Metti in pratica.
1. Chi ha diretto la web serie di cui parla il brano su Colle Santa Lucia?
2. Ricopia dal brano su Colle Santa Lucia tutto ciò che va da "7 inverni. Un" giù fino a "la sua montagna.".

7 inverni. Un tempo infinito
Ed è proprio Colle Santa Lucia nel Fodòm, con meno di 400 abitanti, il luogo in cui Righetto ha vissuto tutte le fasi dell’emergenza sanitaria a partire dal primo lockdown di marzo 2020 fino ad oggi. Un tempo infinito in cui di fatto è come se fossero passati per tutti, indipendentemente dal luogo, 7 lunghi inverni in letargo, distanti dalle relazioni umane, dalla quotidianità e nel caso dello scrittore solo a contatto con la natura e la sua montagna.
Un’esperienza quasi eremitica che ha dato vita alle sette puntate della web serie diretta da Marco Zuin, con le musiche di Giorgio Gobbo. Tutte girate in una baita del posto, tra i boschi del Fodòm e la valle di Colle Santa Lucia gli episodi riportano alla luce la relazione ancestrale che lega l’uomo alla natura, un rapporto grazie al quale Righetto riscopre l’attenzione verso le piccole cose, il silenzio e la semplicità della montagna, i ricordi di famiglia e dell’infanzia, elementi su cui riflette per tendere a una nuova humanitas capace di rifondarsi sulla conversione ecologica.

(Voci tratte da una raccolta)
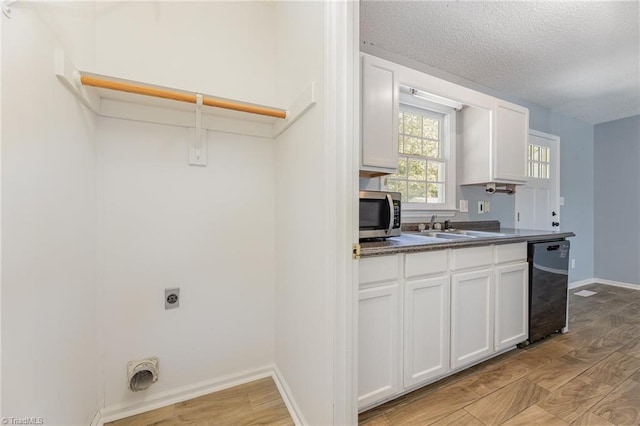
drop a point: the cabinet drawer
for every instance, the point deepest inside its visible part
(471, 257)
(511, 252)
(427, 263)
(379, 269)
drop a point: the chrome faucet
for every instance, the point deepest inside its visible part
(433, 218)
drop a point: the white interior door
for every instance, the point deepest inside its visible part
(538, 202)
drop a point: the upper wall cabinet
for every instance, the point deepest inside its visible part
(380, 108)
(493, 144)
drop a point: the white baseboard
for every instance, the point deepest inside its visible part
(588, 281)
(581, 283)
(617, 283)
(97, 420)
(287, 397)
(184, 393)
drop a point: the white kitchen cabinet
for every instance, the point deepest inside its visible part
(472, 321)
(380, 109)
(426, 329)
(512, 299)
(511, 126)
(493, 144)
(511, 275)
(378, 343)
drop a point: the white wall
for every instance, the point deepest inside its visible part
(208, 230)
(49, 330)
(304, 304)
(220, 48)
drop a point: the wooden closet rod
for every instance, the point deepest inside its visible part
(178, 96)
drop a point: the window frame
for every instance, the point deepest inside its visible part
(448, 151)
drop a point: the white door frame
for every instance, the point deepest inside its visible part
(556, 170)
(342, 118)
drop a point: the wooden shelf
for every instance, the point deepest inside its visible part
(126, 99)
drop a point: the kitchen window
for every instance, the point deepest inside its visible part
(426, 174)
(538, 160)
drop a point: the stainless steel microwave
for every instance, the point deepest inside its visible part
(379, 214)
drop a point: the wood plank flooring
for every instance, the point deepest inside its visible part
(255, 403)
(589, 376)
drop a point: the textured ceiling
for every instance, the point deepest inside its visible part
(580, 58)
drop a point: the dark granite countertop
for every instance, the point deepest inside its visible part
(411, 241)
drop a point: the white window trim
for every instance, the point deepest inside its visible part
(449, 153)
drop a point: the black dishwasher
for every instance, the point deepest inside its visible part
(548, 281)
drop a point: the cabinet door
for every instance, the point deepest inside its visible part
(426, 329)
(510, 150)
(380, 109)
(512, 304)
(378, 343)
(472, 322)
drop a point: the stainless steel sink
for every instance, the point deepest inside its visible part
(460, 234)
(448, 235)
(478, 233)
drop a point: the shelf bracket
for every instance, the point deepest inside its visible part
(302, 104)
(198, 142)
(68, 74)
(6, 7)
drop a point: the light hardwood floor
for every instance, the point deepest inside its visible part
(255, 403)
(589, 376)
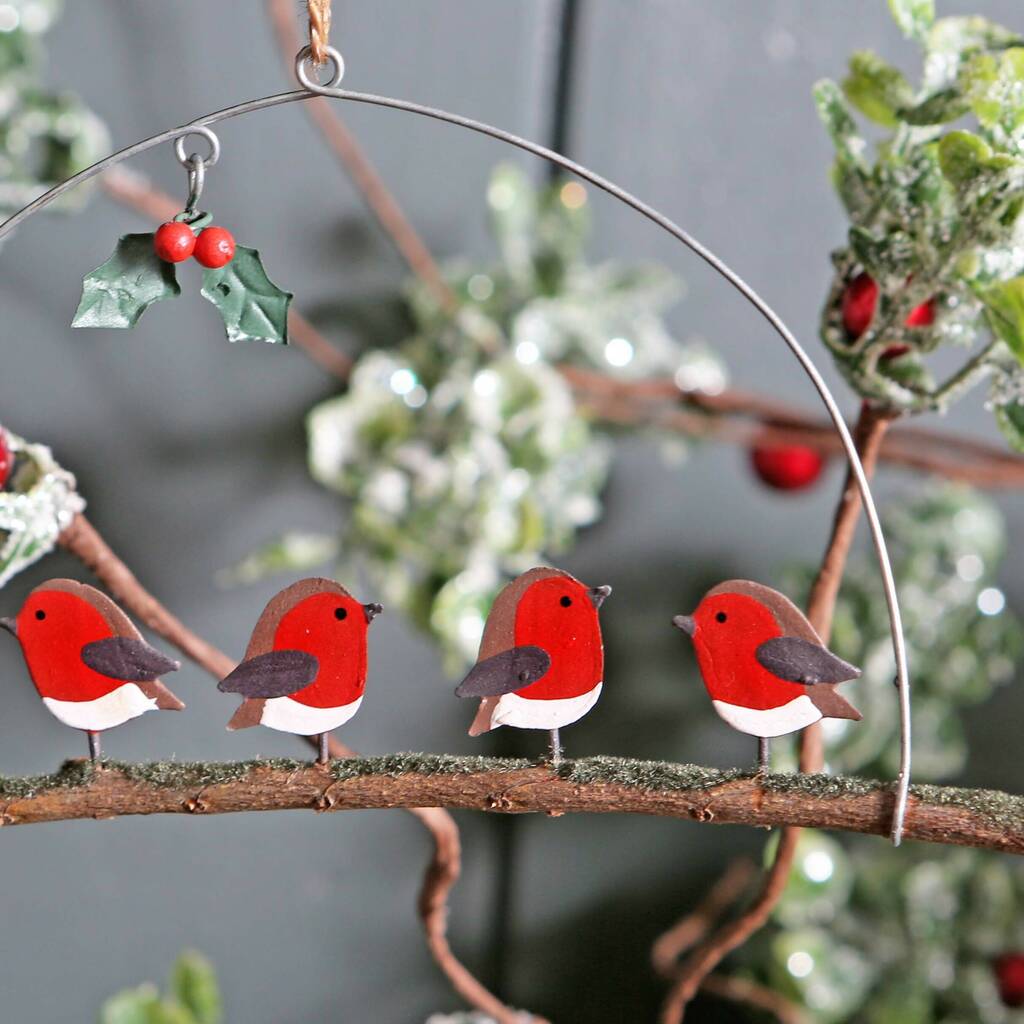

Sezione risposte.
1. Marco Zuin.

2.
7 inverni. Un tempo infinito
Ed è proprio Colle Santa Lucia nel Fodòm, con meno di 400 abitanti, il luogo in cui Righetto ha vissuto tutte le fasi dell’emergenza sanitaria a partire dal primo lockdown di marzo 2020 fino ad oggi. Un tempo infinito in cui di fatto è come se fossero passati per tutti, indipendentemente dal luogo, 7 lunghi inverni in letargo, distanti dalle relazioni umane, dalla quotidianità e nel caso dello scrittore solo a contatto con la natura e la sua montagna.